Exercise prompt. Rewrite the ashwagandha text from "Egyptian leaves contained" up to and including "ashwagandha root samples.", substituting "authentic" for "genuine".

Study text.
HPLC
Method Allows Detection of Undeclared Ashwagandha Aerial Part Material in
Commercial Ashwagandha Root Products
Reviewed: Mundkinajeddu D,
Sawant LP, Koshy R, et al. Development and
validation of high performance liquid chromatography method for simultaneous
estimation of flavonoid glycosides in Withania
somnifera aerial parts. ISRN Analytical Chemistry. March
10, 2014;2014:351547. doi: 10.1155/2014/351547.
Ashwagandha
(Withania somnifera, Solanaceae) is one
of the most important medicinal plants in traditional Indian medicine systems.
It is mainly used as an energizer and to rejuvenate. Monographs
of the root have been included in the United States Pharmacopeia
(USP), the American Herbal Pharmacopoeia, the British
Pharmacopoeia, the Ayurvedic
Pharmacopoeia of India, and the Indian Pharmacopoeia.
Most commercial products contain root material and are standardized on
withanolides, a group of compounds characterized by a steroid (ergostane)
backbone and a cyclized side chain. Increased demand for the roots has led to
considerably higher prices and, in some cases, to the undeclared use of aerial
parts, which have a similar withanolide composition as the roots but are more
affordable. In addition to the withanolides, the aerial parts also contain
flavonol glycosides; for example, quercetin 3-O-robinobioside-7-O-glucoside, quercetin 3-O-rutinoside-7-O-glucoside, and kaempferol 3-O-robinobioside-7-O-glucoside.
Since these flavonoids are absent in the roots, and are easy to analyze, they
constitute ideal marker compounds to detect the presence of W. somnifera aerial parts in root material.
An
HPLC-UV method allowing the quantification of the three flavonol glycosides was
developed based on the conditions for withanolides outlined in the Ashwagandha
Root monograph in the USP, but with modifications to accommodate for the
separation of the flavonoids. The accuracy, precision, and linearity of the
method were verified according to International Conference on Harmonisation
(ICH) guidelines and the USP general chapter on validation of compendial procedures. In addition, the limits of
detection and quantification were determined.
Using
the new HPLC-UV method, the authors analyzed authenticated samples of W. somnifera leaves (n = 5), aerial parts (n = 3), and roots
(n = 17), obtained either from India or Egypt. Kaempferol 3-O-robinobioside-7-O-glucoside was the most abundant (content:
0.022%-0.069%) flavonol glycoside in leaves and aerial parts from India.
Egyptian leaves contained predominantly quercetin 3-O-rutinoside-7-O-glucoside
(content: 0.154%-0.233%). Total flavonoid contents varied between 0.044% and
0.261% in leaves and aerial parts; however, flavonol glycosides were absent in
all 17 genuine ashwagandha root samples.

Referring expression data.
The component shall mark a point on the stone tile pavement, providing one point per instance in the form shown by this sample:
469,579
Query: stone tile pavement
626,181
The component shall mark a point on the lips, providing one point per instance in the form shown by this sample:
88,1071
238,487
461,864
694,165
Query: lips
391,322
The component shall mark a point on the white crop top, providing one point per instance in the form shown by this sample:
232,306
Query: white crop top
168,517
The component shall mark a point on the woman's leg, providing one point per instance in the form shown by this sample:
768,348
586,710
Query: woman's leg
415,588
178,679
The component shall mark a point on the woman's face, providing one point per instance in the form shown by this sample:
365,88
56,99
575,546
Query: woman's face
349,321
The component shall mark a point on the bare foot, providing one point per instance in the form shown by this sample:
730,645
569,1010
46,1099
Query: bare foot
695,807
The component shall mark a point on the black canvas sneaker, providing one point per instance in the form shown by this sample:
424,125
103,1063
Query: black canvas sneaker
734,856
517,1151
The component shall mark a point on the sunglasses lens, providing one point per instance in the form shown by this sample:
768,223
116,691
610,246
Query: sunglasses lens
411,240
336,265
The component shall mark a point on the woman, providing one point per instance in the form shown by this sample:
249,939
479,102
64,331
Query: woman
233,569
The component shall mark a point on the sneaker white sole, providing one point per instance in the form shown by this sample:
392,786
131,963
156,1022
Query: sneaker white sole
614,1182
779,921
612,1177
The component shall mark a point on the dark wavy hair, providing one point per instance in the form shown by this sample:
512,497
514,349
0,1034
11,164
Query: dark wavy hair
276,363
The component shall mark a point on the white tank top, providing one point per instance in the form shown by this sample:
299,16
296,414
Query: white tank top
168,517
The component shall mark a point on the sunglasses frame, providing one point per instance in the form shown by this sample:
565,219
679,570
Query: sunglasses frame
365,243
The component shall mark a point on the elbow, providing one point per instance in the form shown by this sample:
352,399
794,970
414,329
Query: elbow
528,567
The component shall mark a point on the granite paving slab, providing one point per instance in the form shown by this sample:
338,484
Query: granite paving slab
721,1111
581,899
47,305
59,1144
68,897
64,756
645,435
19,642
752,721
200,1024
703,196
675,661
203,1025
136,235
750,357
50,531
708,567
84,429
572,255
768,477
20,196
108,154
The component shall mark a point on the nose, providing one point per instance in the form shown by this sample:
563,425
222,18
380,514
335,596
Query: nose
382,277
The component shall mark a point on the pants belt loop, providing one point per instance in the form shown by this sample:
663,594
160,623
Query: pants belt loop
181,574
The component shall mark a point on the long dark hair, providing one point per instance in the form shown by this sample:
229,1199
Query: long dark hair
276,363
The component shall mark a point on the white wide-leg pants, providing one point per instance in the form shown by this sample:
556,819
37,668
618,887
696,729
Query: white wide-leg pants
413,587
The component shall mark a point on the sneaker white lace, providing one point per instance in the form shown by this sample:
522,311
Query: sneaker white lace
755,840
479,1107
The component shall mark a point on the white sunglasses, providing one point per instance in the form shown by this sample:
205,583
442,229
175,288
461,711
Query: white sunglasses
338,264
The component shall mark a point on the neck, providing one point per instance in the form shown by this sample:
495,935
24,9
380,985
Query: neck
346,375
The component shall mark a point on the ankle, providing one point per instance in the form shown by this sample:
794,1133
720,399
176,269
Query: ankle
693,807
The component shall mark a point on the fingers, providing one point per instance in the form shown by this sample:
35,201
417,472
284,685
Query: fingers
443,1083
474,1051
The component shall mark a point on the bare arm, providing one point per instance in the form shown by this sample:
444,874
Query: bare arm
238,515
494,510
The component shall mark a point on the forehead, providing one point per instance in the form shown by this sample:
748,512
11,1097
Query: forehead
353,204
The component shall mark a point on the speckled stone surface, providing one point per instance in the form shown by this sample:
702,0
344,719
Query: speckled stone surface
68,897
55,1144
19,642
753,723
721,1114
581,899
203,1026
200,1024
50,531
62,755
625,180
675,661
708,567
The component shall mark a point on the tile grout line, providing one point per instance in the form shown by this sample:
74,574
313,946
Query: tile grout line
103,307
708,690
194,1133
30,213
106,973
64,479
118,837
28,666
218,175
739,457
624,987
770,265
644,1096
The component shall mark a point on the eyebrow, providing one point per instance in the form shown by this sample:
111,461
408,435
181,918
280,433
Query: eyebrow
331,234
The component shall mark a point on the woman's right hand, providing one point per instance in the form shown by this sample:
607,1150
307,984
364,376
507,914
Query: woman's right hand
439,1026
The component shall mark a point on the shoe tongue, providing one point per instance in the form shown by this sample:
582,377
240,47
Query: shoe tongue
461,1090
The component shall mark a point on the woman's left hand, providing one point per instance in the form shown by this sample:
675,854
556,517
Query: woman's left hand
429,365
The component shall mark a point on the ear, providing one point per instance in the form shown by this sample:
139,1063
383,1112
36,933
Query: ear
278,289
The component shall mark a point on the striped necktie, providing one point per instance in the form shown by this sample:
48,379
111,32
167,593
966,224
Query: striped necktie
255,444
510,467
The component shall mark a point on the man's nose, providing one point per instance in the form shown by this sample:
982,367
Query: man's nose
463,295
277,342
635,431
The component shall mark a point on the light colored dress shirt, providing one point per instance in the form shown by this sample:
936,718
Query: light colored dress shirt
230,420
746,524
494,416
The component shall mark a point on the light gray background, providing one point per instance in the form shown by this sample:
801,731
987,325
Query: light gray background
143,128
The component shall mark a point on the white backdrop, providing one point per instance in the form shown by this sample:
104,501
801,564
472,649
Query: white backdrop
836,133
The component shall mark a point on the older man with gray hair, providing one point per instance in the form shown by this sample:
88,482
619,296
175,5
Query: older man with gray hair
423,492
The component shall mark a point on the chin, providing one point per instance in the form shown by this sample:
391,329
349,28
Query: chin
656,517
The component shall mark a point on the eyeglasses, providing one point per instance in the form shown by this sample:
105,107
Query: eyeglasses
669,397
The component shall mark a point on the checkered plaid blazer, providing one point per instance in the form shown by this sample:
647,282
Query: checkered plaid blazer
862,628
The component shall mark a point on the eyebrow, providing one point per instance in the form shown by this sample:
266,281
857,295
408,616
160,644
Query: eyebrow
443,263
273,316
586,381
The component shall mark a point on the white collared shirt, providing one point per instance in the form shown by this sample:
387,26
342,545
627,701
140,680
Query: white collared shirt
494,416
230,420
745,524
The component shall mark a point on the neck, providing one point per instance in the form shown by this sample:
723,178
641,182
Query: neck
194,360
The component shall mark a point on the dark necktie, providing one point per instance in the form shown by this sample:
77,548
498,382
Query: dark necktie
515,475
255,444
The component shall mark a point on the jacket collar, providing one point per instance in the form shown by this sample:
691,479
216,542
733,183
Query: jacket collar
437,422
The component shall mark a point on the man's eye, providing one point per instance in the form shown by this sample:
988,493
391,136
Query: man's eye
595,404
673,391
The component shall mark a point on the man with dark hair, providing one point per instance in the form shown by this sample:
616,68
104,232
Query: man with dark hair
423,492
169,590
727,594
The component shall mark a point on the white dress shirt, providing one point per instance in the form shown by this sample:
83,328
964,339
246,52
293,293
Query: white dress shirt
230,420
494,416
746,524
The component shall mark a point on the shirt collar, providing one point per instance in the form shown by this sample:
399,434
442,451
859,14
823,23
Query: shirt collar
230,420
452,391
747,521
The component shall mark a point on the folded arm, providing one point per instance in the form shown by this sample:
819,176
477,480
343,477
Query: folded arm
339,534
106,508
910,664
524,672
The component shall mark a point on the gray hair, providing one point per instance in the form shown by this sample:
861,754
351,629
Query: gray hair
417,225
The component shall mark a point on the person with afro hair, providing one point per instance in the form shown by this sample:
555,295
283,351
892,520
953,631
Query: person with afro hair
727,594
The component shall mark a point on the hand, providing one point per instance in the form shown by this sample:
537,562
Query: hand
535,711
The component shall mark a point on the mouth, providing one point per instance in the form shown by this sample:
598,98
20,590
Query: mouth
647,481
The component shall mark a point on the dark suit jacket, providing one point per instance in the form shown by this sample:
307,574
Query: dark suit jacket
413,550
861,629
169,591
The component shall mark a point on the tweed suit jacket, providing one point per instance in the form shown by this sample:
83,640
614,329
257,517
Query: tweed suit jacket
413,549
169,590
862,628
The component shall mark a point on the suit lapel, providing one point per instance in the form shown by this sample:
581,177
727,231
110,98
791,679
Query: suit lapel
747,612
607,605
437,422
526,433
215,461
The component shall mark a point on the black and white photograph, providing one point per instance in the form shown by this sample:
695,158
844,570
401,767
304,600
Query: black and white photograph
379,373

Reply.
Egyptian leaves contained predominantly quercetin 3-O-rutinoside-7-O-glucoside
(content: 0.154%-0.233%). Total flavonoid contents varied between 0.044% and
0.261% in leaves and aerial parts; however, flavonol glycosides were absent in
all 17 authentic ashwagandha root samples.